Mask labeling items
▬▬▬▬▬▬▬▬▬▬

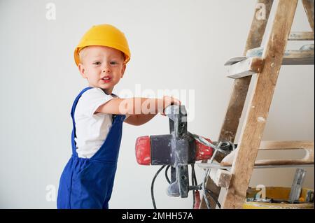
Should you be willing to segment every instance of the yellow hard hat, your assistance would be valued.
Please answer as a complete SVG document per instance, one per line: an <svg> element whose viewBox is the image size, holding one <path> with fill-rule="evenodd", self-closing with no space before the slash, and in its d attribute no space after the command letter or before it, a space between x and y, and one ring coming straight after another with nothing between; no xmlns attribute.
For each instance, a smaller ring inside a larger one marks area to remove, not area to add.
<svg viewBox="0 0 315 223"><path fill-rule="evenodd" d="M125 64L130 59L130 50L125 34L112 25L108 24L95 25L84 34L74 50L74 61L76 66L80 63L80 50L89 45L108 46L120 50L125 54Z"/></svg>

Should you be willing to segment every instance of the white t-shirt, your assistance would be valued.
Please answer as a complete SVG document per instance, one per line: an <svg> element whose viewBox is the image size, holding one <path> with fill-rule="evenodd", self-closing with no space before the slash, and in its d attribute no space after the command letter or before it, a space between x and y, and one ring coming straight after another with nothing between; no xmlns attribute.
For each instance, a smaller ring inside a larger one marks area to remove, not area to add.
<svg viewBox="0 0 315 223"><path fill-rule="evenodd" d="M74 140L79 157L91 158L103 145L111 127L112 115L94 113L115 96L94 87L85 92L79 99L74 111Z"/></svg>

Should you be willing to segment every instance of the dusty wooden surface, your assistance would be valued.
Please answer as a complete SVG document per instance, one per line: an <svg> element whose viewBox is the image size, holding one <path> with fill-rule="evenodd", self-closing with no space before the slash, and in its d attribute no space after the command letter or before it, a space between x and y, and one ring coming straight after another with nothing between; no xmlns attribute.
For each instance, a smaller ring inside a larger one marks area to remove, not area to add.
<svg viewBox="0 0 315 223"><path fill-rule="evenodd" d="M304 150L306 153L301 159L256 159L255 166L264 165L298 165L314 164L314 141L262 141L259 150ZM220 164L224 166L232 166L235 153L238 149L234 150L224 157Z"/></svg>
<svg viewBox="0 0 315 223"><path fill-rule="evenodd" d="M309 26L314 33L314 0L302 0L302 3L303 3Z"/></svg>
<svg viewBox="0 0 315 223"><path fill-rule="evenodd" d="M216 186L227 188L231 181L232 174L227 171L222 169L211 169L210 178Z"/></svg>
<svg viewBox="0 0 315 223"><path fill-rule="evenodd" d="M289 41L314 41L313 31L293 31L290 34Z"/></svg>
<svg viewBox="0 0 315 223"><path fill-rule="evenodd" d="M280 0L271 34L262 55L264 68L257 75L253 94L241 133L239 151L231 169L230 187L223 208L241 208L253 172L269 108L291 29L298 0Z"/></svg>
<svg viewBox="0 0 315 223"><path fill-rule="evenodd" d="M241 78L261 71L263 60L261 57L249 57L230 66L227 78Z"/></svg>

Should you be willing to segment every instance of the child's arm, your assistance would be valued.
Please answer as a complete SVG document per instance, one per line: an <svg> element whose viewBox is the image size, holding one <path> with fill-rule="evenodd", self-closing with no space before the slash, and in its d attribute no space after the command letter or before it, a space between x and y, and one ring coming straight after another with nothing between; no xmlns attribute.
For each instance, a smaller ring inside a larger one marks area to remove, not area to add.
<svg viewBox="0 0 315 223"><path fill-rule="evenodd" d="M152 120L155 115L156 114L130 115L125 120L125 122L132 125L141 125Z"/></svg>
<svg viewBox="0 0 315 223"><path fill-rule="evenodd" d="M95 111L105 114L130 115L126 122L141 125L148 122L156 114L164 114L164 109L171 104L180 105L179 100L165 96L162 99L149 98L113 99L100 106Z"/></svg>

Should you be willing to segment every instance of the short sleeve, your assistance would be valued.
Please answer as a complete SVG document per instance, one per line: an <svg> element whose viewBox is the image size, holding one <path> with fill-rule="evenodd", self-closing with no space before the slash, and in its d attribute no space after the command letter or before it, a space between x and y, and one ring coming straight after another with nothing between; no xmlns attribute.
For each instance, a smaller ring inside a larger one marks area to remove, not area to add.
<svg viewBox="0 0 315 223"><path fill-rule="evenodd" d="M76 116L92 117L102 105L113 99L111 95L105 94L100 88L94 87L84 92L78 101L75 113Z"/></svg>

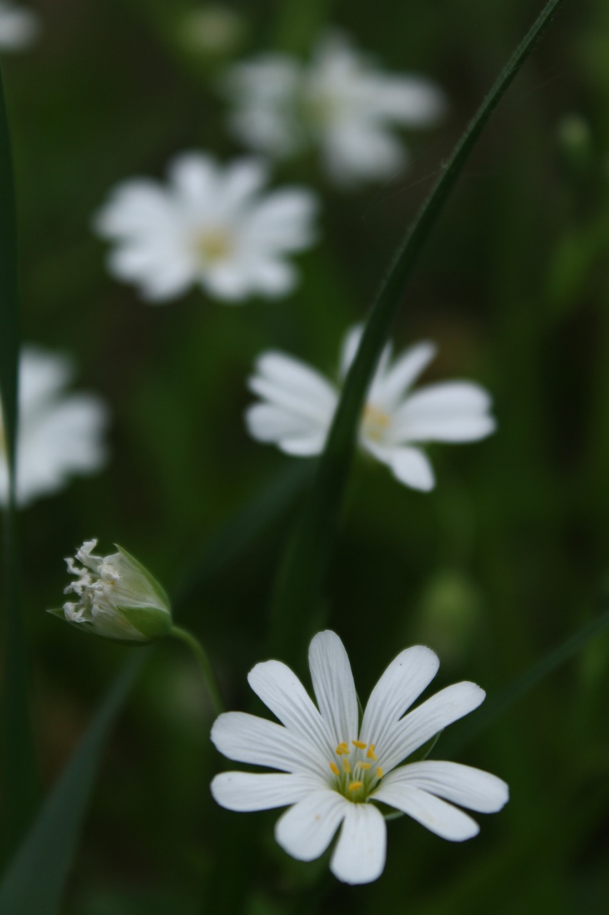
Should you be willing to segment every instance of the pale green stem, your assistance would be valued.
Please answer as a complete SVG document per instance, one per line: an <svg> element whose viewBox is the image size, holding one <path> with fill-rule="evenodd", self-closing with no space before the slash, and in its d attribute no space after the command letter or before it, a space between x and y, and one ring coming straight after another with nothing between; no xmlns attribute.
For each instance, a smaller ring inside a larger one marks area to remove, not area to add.
<svg viewBox="0 0 609 915"><path fill-rule="evenodd" d="M220 715L224 711L224 703L219 694L219 689L218 688L218 684L216 682L216 677L214 675L213 668L209 663L209 659L205 651L205 649L201 645L198 639L196 639L191 632L187 630L183 630L180 626L173 626L170 632L170 636L174 639L179 639L181 641L185 642L197 658L198 665L201 668L201 673L203 674L203 679L205 680L209 696L211 698L211 704L214 706L214 711L216 715Z"/></svg>

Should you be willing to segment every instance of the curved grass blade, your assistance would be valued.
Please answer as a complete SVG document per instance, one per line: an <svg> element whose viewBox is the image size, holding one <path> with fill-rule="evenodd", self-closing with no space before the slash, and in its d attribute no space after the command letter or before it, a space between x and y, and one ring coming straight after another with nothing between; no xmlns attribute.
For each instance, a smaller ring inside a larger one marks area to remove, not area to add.
<svg viewBox="0 0 609 915"><path fill-rule="evenodd" d="M124 665L0 884L0 911L59 915L85 811L110 729L148 654Z"/></svg>
<svg viewBox="0 0 609 915"><path fill-rule="evenodd" d="M37 776L27 700L26 635L19 608L15 490L17 432L19 308L17 227L8 118L0 70L0 448L8 466L4 518L4 689L2 775L5 814L3 852L16 847L37 802ZM3 441L4 439L4 441Z"/></svg>
<svg viewBox="0 0 609 915"><path fill-rule="evenodd" d="M400 245L372 306L316 470L304 516L288 545L272 606L273 649L293 657L306 643L321 592L355 448L364 398L416 258L493 112L564 0L549 0L457 143Z"/></svg>

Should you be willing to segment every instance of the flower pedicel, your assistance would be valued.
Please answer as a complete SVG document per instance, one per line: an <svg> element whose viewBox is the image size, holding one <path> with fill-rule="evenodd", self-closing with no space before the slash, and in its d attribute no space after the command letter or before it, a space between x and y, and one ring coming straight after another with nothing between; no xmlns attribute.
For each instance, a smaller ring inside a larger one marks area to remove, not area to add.
<svg viewBox="0 0 609 915"><path fill-rule="evenodd" d="M387 827L377 802L442 838L472 838L477 824L454 805L496 813L508 798L505 781L454 762L400 765L485 698L475 684L454 684L404 714L438 666L429 648L405 649L372 690L358 724L351 667L336 633L319 632L309 648L317 705L285 664L256 664L250 685L281 724L228 712L217 718L211 739L230 759L279 771L222 772L211 782L215 800L241 812L289 806L275 838L301 861L323 855L340 827L330 869L346 883L369 883L385 867Z"/></svg>

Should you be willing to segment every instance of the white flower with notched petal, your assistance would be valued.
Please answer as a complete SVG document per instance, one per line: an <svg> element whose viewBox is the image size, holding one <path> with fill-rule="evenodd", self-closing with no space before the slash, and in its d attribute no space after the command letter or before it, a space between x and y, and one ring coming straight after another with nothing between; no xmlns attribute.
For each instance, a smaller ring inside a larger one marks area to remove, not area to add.
<svg viewBox="0 0 609 915"><path fill-rule="evenodd" d="M102 432L107 411L99 397L68 394L69 360L26 347L19 363L17 502L24 506L63 489L73 474L99 470L105 461ZM8 466L0 413L0 505L8 498Z"/></svg>
<svg viewBox="0 0 609 915"><path fill-rule="evenodd" d="M37 38L38 29L35 13L0 0L0 49L13 51L27 48Z"/></svg>
<svg viewBox="0 0 609 915"><path fill-rule="evenodd" d="M356 354L361 328L343 343L340 382ZM387 464L394 477L415 490L435 485L426 455L413 447L423 442L471 442L491 434L488 393L472 382L429 384L411 393L435 355L433 343L417 343L391 361L386 347L366 398L359 445ZM248 408L250 434L272 442L291 455L319 454L338 403L338 390L315 369L283 352L265 352L248 384L262 399Z"/></svg>
<svg viewBox="0 0 609 915"><path fill-rule="evenodd" d="M264 166L242 159L222 168L202 154L169 167L169 187L126 181L98 213L99 234L116 242L109 266L150 302L193 284L225 302L284 296L296 284L287 255L314 241L315 196L295 188L262 194Z"/></svg>
<svg viewBox="0 0 609 915"><path fill-rule="evenodd" d="M229 712L211 730L214 744L230 759L279 770L223 772L211 782L211 792L229 810L290 805L277 821L275 838L293 857L319 857L342 824L330 869L346 883L369 883L385 867L387 830L376 802L453 842L479 831L454 804L492 813L506 803L508 785L478 769L437 760L400 766L485 698L475 684L454 684L404 714L438 670L429 648L408 648L391 662L372 690L361 724L351 668L337 635L326 631L314 638L309 667L316 706L285 664L267 661L256 664L248 680L281 724Z"/></svg>
<svg viewBox="0 0 609 915"><path fill-rule="evenodd" d="M245 144L276 158L319 146L326 171L342 184L401 169L406 154L391 128L433 124L444 106L428 80L382 72L334 32L308 65L267 54L233 67L225 85L233 129Z"/></svg>

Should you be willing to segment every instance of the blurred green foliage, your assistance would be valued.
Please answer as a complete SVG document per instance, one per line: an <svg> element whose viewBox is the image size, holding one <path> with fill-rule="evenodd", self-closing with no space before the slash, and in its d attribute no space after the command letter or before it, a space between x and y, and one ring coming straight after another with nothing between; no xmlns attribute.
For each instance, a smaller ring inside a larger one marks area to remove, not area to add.
<svg viewBox="0 0 609 915"><path fill-rule="evenodd" d="M300 259L303 282L289 300L242 307L194 292L142 303L108 275L90 228L118 181L161 177L184 149L240 152L215 90L221 59L198 59L180 38L191 4L36 5L40 41L5 64L23 336L72 353L80 386L113 415L106 471L21 521L48 786L128 652L42 612L64 587L62 557L84 538L124 544L182 595L177 621L205 641L229 706L251 703L246 673L265 657L273 575L306 490L295 462L248 438L245 377L271 346L335 371L346 326L363 317L403 227L538 5L230 5L244 17L240 53L301 51L329 21L389 70L433 77L450 102L439 129L408 138L412 167L396 182L347 196L314 162L277 168L278 183L318 188L323 239ZM420 640L441 655L440 686L471 679L492 695L599 612L609 584L608 165L609 5L566 3L465 169L394 334L400 348L438 341L431 379L471 377L493 392L499 431L434 451L429 495L363 459L349 482L326 599L364 696L397 651ZM464 750L460 761L511 786L510 803L484 819L478 838L454 845L408 819L391 823L385 874L350 888L324 861L289 859L272 839L274 813L213 804L208 782L224 762L208 740L204 687L179 645L159 646L111 742L66 915L346 905L602 912L608 648L606 635L597 639Z"/></svg>

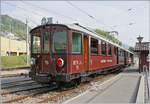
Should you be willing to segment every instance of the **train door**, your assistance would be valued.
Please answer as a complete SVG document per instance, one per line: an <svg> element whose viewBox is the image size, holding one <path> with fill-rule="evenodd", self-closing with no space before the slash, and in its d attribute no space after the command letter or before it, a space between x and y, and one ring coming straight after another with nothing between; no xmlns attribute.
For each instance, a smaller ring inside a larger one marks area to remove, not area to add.
<svg viewBox="0 0 150 104"><path fill-rule="evenodd" d="M84 43L84 69L87 71L89 69L89 38L88 36L83 36Z"/></svg>
<svg viewBox="0 0 150 104"><path fill-rule="evenodd" d="M119 48L116 48L116 55L117 55L117 64L119 64Z"/></svg>
<svg viewBox="0 0 150 104"><path fill-rule="evenodd" d="M50 69L50 32L42 31L42 54L41 54L41 70L40 73L48 73Z"/></svg>

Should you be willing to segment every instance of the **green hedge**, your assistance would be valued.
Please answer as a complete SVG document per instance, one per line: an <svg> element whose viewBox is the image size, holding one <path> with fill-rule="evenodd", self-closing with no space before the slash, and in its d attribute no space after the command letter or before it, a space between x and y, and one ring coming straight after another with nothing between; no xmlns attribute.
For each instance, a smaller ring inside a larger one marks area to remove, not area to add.
<svg viewBox="0 0 150 104"><path fill-rule="evenodd" d="M2 68L27 67L26 56L1 56Z"/></svg>

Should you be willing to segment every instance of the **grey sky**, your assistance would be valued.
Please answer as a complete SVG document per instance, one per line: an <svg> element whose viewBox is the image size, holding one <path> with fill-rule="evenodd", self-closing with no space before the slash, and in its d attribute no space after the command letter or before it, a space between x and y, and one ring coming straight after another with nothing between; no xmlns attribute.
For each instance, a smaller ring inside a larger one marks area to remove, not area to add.
<svg viewBox="0 0 150 104"><path fill-rule="evenodd" d="M149 1L2 1L1 5L2 14L22 21L28 18L32 27L39 25L42 17L53 17L54 23L78 22L118 31L119 39L131 46L138 35L149 41Z"/></svg>

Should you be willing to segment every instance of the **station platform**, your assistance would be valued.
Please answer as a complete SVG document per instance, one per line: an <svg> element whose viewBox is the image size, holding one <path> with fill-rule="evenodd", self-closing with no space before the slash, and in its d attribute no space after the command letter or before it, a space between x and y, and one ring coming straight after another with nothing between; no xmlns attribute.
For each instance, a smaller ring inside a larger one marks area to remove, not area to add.
<svg viewBox="0 0 150 104"><path fill-rule="evenodd" d="M104 83L94 83L89 90L64 104L145 103L145 76L130 67Z"/></svg>

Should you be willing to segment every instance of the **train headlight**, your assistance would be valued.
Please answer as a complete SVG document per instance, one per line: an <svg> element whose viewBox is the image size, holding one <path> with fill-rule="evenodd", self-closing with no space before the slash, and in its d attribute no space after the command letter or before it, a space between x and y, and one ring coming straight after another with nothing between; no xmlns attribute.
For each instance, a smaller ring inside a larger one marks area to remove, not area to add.
<svg viewBox="0 0 150 104"><path fill-rule="evenodd" d="M57 59L57 66L62 67L64 65L64 60L62 58Z"/></svg>
<svg viewBox="0 0 150 104"><path fill-rule="evenodd" d="M35 65L35 58L31 58L30 64Z"/></svg>

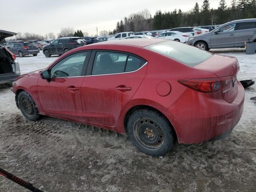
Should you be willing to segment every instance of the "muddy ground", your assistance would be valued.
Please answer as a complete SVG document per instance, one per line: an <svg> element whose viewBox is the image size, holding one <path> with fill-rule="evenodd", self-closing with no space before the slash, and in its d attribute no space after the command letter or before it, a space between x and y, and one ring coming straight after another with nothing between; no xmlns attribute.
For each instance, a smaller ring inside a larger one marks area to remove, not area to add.
<svg viewBox="0 0 256 192"><path fill-rule="evenodd" d="M222 52L238 58L240 79L256 77L256 55ZM28 70L28 57L18 59L22 72ZM256 103L250 98L255 88L246 90L242 118L226 139L177 144L160 158L144 154L112 132L48 117L26 120L12 88L2 88L0 167L48 192L254 192ZM0 176L0 192L28 191Z"/></svg>

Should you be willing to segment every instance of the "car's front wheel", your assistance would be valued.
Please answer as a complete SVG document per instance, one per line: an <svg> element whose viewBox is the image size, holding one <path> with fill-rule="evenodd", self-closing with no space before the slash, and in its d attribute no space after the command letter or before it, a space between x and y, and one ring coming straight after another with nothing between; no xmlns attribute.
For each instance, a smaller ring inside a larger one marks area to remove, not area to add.
<svg viewBox="0 0 256 192"><path fill-rule="evenodd" d="M49 52L49 51L48 50L46 50L44 52L44 56L46 57L50 57L51 56L51 55Z"/></svg>
<svg viewBox="0 0 256 192"><path fill-rule="evenodd" d="M18 54L20 57L23 57L24 56L24 55L23 55L23 54L21 51L19 51Z"/></svg>
<svg viewBox="0 0 256 192"><path fill-rule="evenodd" d="M34 101L25 91L20 92L18 96L19 108L24 116L30 121L35 121L39 117L38 110Z"/></svg>
<svg viewBox="0 0 256 192"><path fill-rule="evenodd" d="M174 144L175 133L170 122L160 113L151 109L136 111L128 120L129 137L142 152L162 156Z"/></svg>
<svg viewBox="0 0 256 192"><path fill-rule="evenodd" d="M209 50L208 48L208 45L207 45L204 42L199 42L195 44L195 46L198 48L200 48L203 50L205 50L208 51Z"/></svg>

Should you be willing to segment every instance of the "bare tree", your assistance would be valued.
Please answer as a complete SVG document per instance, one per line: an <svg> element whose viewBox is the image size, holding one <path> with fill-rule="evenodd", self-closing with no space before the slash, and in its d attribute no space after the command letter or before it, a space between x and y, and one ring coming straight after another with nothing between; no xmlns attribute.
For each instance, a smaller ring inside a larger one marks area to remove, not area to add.
<svg viewBox="0 0 256 192"><path fill-rule="evenodd" d="M89 33L87 32L84 32L84 36L85 37L88 37L89 36Z"/></svg>
<svg viewBox="0 0 256 192"><path fill-rule="evenodd" d="M73 28L70 27L65 27L60 29L60 32L58 34L59 37L72 36L75 32Z"/></svg>
<svg viewBox="0 0 256 192"><path fill-rule="evenodd" d="M212 25L213 25L213 23L215 22L218 18L218 16L216 12L214 11L212 8L211 9L210 12L210 19L211 20L211 22L212 22Z"/></svg>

▬▬▬▬▬▬▬▬▬▬

* [WRITTEN INSTRUCTION]:
Switch "white t-shirt" to "gray t-shirt" in everything from the start of the items down to the line containing "140L79 157L91 158L103", both included, and give those lines back with nothing else altered. Leave the pictures out of your answer.

* [RESPONSE BELOW]:
Should you be willing to segment every instance of the yellow hard hat, your assistance would be valued.
Please answer as a complete SVG document per instance, one per line: an <svg> element whose viewBox is the image size, holding one <path> with fill-rule="evenodd", self-closing with no space before the slash, and in its d attribute no space after the command letter or before it, a space between x and y, and one ring coming straight after another with nothing between; no xmlns attribute.
For each instance, a smaller ring inside a larger one marks area to remove, not area to add.
<svg viewBox="0 0 315 223"><path fill-rule="evenodd" d="M125 64L130 59L130 50L125 34L112 25L108 24L95 25L84 34L74 50L74 61L76 66L80 63L80 50L89 45L108 46L120 50L125 54Z"/></svg>

Should you be willing to segment every instance of the gray t-shirt, your assistance would be valued.
Please answer as a complete SVG document per instance, one per line: an <svg> element whose viewBox is the image size, holding one <path> with fill-rule="evenodd", self-closing with no space before the slash, and in its d attribute no space after the command letter or before it, a space between x and y, and one ring coming straight after another with nothing between; no xmlns attribute.
For each instance, a smaller ring inside a larger one marks area to remove, not area to add.
<svg viewBox="0 0 315 223"><path fill-rule="evenodd" d="M74 140L79 157L91 158L103 145L111 127L112 115L94 113L115 96L94 87L85 92L79 99L74 111Z"/></svg>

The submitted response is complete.